» **Description of the task**: Show every line of the records below that contains the string "water". Case counts.

» **Records for the task**:
━━━━━━━━━━━━━━━━━━━━━━━━━━━━━━

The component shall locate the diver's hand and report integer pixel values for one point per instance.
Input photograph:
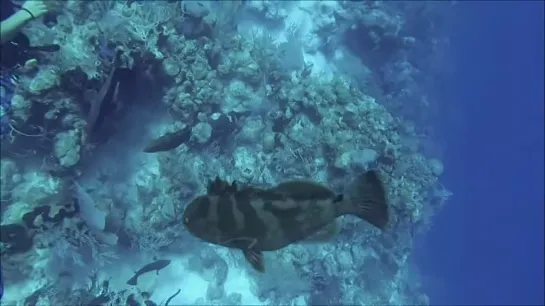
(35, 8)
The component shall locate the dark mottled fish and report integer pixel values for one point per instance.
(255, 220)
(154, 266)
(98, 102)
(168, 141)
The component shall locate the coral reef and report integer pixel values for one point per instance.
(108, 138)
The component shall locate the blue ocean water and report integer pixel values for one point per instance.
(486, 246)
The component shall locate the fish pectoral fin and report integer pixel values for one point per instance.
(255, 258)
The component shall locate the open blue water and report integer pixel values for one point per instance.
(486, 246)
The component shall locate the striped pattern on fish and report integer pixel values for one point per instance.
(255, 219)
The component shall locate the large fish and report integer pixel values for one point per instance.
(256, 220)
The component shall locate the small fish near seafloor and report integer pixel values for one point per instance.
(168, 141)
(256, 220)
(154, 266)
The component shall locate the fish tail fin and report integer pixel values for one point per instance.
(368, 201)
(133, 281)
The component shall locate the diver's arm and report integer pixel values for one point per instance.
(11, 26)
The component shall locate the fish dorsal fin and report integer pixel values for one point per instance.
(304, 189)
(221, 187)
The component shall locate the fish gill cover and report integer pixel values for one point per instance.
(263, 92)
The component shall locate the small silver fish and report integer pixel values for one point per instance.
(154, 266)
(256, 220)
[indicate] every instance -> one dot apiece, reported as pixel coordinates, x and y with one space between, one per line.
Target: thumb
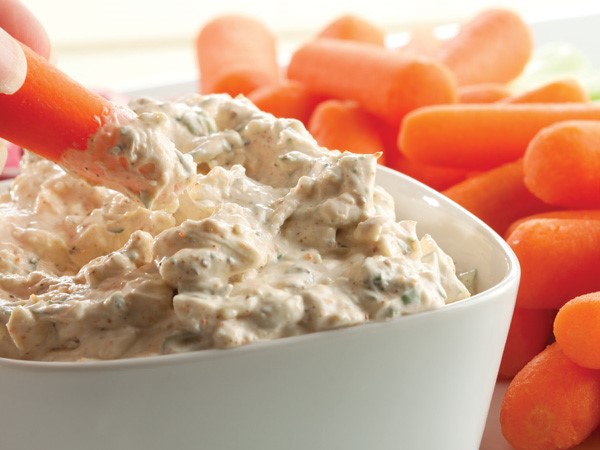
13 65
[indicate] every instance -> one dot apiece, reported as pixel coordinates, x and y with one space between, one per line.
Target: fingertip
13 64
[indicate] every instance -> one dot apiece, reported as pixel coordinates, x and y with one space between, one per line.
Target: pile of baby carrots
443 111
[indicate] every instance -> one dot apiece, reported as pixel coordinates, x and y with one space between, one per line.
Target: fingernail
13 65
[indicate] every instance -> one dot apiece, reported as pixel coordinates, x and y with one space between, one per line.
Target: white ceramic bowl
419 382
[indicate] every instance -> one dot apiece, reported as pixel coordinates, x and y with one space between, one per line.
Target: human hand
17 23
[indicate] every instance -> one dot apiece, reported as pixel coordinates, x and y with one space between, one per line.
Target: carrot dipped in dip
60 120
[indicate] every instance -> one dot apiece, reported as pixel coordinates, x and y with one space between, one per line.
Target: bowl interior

━━━━━━━━━━━━━━━━━━━━━━━━━━━━━━

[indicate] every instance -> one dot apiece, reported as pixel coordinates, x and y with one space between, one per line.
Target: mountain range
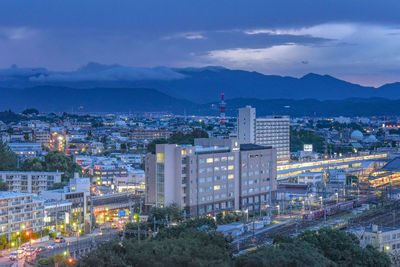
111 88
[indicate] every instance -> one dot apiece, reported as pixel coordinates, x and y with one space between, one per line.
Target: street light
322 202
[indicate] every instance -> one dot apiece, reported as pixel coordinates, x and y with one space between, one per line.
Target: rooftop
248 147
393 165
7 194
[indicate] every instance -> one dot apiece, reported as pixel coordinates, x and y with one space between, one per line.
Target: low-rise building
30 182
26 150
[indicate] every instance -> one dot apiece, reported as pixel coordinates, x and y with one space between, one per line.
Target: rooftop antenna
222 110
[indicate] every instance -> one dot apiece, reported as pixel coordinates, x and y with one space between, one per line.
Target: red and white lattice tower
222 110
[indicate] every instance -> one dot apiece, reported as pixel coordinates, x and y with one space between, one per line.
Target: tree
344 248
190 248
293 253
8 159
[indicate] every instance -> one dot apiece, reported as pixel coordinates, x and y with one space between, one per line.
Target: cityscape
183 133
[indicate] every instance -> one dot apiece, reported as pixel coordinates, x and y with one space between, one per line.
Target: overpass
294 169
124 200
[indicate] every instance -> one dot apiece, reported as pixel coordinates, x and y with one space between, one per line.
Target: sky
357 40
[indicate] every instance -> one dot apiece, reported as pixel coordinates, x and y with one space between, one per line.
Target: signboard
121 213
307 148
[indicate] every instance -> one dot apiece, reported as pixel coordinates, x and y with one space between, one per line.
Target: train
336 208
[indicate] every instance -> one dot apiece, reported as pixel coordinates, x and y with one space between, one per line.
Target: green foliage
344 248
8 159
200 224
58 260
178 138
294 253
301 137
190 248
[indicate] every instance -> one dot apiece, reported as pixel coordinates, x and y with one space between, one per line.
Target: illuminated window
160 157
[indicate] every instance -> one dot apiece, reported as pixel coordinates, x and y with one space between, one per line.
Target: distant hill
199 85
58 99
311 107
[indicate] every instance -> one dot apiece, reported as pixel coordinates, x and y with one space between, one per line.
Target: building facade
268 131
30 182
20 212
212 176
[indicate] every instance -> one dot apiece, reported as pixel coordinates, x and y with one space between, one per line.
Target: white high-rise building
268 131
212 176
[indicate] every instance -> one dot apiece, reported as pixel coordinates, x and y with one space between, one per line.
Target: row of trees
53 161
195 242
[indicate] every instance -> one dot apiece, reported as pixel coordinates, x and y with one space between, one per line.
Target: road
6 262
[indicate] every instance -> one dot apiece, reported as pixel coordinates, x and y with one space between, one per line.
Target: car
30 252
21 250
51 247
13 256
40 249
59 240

━━━━━━━━━━━━━━━━━━━━━━━━━━━━━━

» **Solution for this task**:
The component shall locate the blue ocean water and report integer pixel values for one point per instance.
The component shall locate the open blue water and report integer pixel values for one point per instance.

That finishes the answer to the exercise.